**Written instruction a**
Restate the K means clustering text starting with "K means clustering is a" and going on through "processing in 1957.", with "machine learning" changed to "ML" everywhere it occurs.

[START OF Extracted text]

## What is K Means Clustering?

The K means clustering algorithm divides a set of n observations into k clusters. Use K means clustering when you don’t have existing group labels and want to assign similar data points to the number of groups you specify (K).

In general, clustering is a method of assigning comparable data points to groups using data patterns. Clustering algorithms find similar data points and allocate them to the same set. K means clustering is one such algorithm. A cluster is a group or set of similar data points, and I’ll use those terms synonymously.

“K means” refers to the following:

- The number of clusters you specify (K).
- The process of assigning observations to the cluster with the nearest center (mean).

K means clustering forms the groups in a manner that minimizes the variances between the data points and the cluster’s centroid. Learn more about Variances.

Imagine you have a large dataset of observations, but there is no grouping information or labels for the data points. Use K means clustering to generate groups comprised of observations with similar characteristics. For example, if you have customer data, you might want to create sets of similar customers and then target each group with different types of marketing.

K means clustering is a popular machine learning algorithm. It’s an unsupervised method because it starts without labels and then forms and labels groups itself. K means clustering is not a supervised learning method because it does not attempt to predict existing or known group labels.

K means clustering usage has grown recently thanks to machine learning taking off. But it started as a statistical grouping method for signal processing in 1957.

Read on to learn how the K means clustering algorithm works and see an example of it.

[END OF Extracted text]
[START OF Data supplied]

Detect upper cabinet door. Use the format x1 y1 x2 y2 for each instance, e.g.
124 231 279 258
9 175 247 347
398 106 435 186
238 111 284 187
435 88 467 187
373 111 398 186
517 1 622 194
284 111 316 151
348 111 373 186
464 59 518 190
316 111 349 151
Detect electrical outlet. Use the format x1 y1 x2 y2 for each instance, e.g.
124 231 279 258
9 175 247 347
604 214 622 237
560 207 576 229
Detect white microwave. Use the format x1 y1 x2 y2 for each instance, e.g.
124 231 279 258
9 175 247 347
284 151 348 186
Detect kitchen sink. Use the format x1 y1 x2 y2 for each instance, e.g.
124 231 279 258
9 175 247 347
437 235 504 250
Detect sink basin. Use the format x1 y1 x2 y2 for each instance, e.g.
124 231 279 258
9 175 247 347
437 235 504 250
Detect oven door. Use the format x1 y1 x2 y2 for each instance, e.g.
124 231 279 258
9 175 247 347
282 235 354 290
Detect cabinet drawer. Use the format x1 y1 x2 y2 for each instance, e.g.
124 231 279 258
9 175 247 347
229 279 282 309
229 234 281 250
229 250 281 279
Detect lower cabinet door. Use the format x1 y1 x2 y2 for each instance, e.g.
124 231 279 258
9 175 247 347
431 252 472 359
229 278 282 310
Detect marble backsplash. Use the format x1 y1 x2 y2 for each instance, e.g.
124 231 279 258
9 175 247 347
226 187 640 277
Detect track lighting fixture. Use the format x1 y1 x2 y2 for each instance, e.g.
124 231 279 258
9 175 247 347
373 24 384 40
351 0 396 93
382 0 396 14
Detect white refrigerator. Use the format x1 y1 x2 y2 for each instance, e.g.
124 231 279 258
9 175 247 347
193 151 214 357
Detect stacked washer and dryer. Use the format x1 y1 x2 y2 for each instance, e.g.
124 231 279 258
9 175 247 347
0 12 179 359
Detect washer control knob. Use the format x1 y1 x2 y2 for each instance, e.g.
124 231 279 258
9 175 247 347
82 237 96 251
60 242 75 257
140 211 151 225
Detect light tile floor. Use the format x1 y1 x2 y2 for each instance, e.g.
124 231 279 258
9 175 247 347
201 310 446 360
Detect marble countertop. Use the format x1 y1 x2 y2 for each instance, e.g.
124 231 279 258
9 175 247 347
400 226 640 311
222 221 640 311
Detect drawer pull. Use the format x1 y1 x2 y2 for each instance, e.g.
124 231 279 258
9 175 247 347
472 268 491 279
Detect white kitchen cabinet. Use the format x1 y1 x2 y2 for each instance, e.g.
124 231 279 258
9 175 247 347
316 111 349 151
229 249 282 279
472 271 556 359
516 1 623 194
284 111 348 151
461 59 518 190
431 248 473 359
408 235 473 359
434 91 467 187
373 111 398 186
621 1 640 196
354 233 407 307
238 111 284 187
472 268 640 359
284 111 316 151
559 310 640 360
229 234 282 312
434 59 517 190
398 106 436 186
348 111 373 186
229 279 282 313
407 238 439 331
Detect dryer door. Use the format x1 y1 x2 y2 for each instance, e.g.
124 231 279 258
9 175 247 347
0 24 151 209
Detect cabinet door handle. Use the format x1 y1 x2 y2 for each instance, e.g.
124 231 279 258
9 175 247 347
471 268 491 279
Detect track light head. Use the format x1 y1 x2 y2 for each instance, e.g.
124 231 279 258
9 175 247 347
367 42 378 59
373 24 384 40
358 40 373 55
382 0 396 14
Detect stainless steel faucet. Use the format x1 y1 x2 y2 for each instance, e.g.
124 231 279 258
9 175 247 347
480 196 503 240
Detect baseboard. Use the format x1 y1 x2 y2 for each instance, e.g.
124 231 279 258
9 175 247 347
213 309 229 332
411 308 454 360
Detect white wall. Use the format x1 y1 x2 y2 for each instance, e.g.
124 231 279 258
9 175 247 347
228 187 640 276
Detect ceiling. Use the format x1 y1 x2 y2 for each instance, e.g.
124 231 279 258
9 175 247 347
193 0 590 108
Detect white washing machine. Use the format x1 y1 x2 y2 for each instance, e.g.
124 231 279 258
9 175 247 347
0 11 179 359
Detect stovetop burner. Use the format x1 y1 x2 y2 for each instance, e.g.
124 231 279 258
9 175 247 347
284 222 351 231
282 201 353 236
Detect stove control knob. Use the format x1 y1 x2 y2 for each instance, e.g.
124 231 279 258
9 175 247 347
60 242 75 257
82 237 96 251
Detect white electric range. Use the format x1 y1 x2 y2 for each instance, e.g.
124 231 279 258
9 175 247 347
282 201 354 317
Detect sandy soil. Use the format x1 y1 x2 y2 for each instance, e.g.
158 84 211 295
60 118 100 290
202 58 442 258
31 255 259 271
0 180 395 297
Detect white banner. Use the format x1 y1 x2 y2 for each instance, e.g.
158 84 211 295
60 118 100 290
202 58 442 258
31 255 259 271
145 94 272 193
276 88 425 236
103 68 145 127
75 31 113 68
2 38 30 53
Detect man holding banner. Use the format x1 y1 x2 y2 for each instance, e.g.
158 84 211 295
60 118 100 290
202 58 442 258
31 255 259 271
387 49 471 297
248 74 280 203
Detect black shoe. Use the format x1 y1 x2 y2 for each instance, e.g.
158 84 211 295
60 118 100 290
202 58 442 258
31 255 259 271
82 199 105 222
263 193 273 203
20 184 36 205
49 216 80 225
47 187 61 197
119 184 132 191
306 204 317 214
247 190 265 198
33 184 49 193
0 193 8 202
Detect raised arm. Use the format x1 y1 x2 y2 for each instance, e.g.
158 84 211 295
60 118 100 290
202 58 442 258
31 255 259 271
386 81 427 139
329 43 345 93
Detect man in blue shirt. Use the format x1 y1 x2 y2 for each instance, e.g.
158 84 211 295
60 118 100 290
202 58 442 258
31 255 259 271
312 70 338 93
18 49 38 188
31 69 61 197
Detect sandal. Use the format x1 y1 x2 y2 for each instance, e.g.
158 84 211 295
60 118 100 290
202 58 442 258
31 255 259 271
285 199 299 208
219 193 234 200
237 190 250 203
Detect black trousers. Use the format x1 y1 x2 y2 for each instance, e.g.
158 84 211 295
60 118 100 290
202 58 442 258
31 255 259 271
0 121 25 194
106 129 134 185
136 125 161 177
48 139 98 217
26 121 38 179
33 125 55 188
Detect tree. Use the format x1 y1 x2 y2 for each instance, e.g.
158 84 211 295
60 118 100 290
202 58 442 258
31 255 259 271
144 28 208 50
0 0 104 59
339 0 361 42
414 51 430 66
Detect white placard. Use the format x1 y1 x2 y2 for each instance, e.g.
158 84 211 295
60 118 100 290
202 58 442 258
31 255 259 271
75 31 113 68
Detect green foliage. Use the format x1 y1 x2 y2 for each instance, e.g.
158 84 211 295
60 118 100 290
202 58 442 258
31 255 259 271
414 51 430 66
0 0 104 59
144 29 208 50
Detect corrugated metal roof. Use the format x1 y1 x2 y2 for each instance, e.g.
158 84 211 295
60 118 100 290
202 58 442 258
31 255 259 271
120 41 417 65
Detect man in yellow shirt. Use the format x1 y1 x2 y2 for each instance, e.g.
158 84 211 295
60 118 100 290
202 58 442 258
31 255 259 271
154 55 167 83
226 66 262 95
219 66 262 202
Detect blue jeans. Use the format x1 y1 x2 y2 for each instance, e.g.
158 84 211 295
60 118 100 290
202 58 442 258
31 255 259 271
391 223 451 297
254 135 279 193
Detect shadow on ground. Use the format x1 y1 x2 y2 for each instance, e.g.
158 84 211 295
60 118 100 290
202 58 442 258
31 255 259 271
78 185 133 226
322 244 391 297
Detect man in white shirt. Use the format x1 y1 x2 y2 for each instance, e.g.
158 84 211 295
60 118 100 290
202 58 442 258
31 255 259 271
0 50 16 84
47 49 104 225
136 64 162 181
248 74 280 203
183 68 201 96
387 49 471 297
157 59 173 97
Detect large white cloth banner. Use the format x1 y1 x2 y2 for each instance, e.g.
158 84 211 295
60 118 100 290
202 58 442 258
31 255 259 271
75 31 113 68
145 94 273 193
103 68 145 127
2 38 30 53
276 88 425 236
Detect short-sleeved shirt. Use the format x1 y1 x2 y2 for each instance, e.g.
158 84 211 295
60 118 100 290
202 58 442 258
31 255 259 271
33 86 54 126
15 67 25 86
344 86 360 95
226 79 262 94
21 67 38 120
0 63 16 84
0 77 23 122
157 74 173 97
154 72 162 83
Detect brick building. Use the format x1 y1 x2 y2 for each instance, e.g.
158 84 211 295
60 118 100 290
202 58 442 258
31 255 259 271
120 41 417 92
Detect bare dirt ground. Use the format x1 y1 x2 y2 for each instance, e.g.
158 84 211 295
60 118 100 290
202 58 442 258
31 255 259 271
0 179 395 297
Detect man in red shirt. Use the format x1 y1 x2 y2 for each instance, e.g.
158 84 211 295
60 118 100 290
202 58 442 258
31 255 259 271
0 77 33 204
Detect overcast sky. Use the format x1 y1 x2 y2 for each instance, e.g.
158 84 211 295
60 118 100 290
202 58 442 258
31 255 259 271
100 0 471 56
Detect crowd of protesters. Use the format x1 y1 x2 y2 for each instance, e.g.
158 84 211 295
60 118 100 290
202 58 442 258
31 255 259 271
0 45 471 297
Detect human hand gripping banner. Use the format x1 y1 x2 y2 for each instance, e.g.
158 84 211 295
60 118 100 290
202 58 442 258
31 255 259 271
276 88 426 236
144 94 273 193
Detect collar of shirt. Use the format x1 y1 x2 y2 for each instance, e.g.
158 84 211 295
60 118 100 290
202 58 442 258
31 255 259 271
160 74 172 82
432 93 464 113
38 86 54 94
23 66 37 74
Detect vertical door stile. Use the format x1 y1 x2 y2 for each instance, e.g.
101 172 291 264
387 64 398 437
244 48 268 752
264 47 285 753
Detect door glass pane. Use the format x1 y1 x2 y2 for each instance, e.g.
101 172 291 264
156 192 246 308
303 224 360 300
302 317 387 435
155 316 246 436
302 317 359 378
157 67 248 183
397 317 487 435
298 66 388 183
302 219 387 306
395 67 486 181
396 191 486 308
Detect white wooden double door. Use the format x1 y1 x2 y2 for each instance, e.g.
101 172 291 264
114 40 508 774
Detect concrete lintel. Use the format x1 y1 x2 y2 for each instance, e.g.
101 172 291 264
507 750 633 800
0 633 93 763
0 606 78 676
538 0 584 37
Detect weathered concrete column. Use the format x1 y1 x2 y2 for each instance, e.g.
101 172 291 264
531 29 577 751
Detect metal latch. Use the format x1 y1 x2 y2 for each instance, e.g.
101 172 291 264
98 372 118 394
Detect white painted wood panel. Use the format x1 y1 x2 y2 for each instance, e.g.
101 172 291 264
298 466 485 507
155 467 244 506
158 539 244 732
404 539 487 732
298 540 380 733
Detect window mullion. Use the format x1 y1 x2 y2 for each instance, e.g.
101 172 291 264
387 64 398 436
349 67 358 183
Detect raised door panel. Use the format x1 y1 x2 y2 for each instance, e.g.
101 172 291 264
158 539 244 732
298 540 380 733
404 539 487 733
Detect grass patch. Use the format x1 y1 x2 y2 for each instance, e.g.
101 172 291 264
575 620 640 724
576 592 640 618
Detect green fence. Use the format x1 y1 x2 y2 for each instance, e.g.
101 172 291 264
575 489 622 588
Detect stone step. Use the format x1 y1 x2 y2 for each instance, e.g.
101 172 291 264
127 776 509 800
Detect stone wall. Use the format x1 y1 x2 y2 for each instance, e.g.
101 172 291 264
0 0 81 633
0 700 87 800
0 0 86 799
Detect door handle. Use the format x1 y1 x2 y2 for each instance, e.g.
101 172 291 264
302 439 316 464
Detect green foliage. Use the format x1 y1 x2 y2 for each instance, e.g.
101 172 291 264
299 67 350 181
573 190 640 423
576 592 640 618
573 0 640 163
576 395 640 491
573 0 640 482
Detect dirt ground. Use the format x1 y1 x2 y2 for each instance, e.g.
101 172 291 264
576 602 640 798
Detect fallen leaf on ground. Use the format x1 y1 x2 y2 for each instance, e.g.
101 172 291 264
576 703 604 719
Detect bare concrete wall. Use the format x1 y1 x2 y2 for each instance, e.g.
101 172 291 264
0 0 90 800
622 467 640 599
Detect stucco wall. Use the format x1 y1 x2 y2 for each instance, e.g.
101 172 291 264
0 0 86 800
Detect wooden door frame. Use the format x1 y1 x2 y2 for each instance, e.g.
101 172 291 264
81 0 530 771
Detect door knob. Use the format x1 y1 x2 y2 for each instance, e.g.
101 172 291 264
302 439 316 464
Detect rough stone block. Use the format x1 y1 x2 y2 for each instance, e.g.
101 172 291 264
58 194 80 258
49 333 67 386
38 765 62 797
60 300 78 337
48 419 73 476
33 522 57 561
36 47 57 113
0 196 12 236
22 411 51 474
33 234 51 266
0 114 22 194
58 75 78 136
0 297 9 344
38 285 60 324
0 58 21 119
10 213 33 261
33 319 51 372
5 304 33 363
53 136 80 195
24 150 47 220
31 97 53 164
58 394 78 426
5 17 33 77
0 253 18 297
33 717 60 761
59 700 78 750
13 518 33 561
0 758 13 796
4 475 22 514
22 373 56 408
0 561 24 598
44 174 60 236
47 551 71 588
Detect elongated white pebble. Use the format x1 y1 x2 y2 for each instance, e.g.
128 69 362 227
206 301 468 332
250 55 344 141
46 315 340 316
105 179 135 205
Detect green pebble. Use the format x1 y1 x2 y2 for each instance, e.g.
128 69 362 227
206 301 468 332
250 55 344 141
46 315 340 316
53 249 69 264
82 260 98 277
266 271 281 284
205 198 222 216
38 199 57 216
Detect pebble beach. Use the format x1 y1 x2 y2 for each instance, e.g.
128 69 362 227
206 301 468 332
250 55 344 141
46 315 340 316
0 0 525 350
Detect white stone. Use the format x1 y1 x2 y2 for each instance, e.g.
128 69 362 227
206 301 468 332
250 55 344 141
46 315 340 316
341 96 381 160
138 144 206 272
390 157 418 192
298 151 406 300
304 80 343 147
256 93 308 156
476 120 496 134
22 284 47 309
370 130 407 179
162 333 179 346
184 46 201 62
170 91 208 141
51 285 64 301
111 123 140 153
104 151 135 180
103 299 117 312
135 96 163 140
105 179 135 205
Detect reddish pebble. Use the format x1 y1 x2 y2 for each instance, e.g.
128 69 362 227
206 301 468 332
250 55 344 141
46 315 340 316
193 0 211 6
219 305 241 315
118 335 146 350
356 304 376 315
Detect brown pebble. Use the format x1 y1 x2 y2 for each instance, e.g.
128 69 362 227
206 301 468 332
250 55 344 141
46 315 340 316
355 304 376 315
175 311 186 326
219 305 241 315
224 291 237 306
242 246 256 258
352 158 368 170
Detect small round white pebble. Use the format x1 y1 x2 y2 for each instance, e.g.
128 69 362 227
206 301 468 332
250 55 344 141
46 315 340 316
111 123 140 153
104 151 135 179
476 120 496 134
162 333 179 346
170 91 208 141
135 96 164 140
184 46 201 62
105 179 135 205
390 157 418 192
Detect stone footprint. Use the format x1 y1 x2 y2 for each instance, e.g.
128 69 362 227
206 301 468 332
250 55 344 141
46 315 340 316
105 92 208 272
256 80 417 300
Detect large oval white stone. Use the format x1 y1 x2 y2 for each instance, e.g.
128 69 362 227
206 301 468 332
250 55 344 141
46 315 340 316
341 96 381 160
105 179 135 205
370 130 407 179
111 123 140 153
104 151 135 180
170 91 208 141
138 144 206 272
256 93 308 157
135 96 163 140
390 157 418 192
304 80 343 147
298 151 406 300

[END OF Data supplied]

**Written instruction b**
Output the lines of the listing verbatim, starting with the line with "Detect brick building." and going on through the line with "264 47 285 753", including both of those lines.

**Final answer a**
K means clustering is a popular ML algorithm. It’s an unsupervised method because it starts without labels and then forms and labels groups itself. K means clustering is not a supervised learning method because it does not attempt to predict existing or known group labels.

K means clustering usage has grown recently thanks to ML taking off. But it started as a statistical grouping method for signal processing in 1957.

**Final answer b**
Detect brick building. Use the format x1 y1 x2 y2 for each instance, e.g.
158 84 211 295
60 118 100 290
202 58 442 258
31 255 259 271
120 41 417 92
Detect bare dirt ground. Use the format x1 y1 x2 y2 for each instance, e.g.
158 84 211 295
60 118 100 290
202 58 442 258
31 255 259 271
0 179 395 297
Detect man in red shirt. Use the format x1 y1 x2 y2 for each instance, e.g.
158 84 211 295
60 118 100 290
202 58 442 258
31 255 259 271
0 77 33 204
Detect overcast sky. Use the format x1 y1 x2 y2 for each instance, e.g.
158 84 211 295
60 118 100 290
202 58 442 258
31 255 259 271
100 0 471 56
Detect crowd of protesters. Use the format x1 y1 x2 y2 for each instance, e.g.
158 84 211 295
60 118 100 290
202 58 442 258
31 255 259 271
0 45 471 297
Detect human hand gripping banner. Use the format x1 y1 x2 y2 for each instance, e.g.
158 84 211 295
60 118 100 290
202 58 442 258
31 255 259 271
276 88 426 236
144 94 273 193
Detect collar of shirt. Use the format x1 y1 x2 y2 for each instance, e.g.
158 84 211 295
60 118 100 290
202 58 442 258
31 255 259 271
160 74 172 82
432 93 464 113
38 86 54 94
23 66 37 74
Detect vertical door stile. Use the format x1 y1 x2 y2 for each instance, e.g.
101 172 291 264
387 64 398 437
244 48 268 752
264 47 285 753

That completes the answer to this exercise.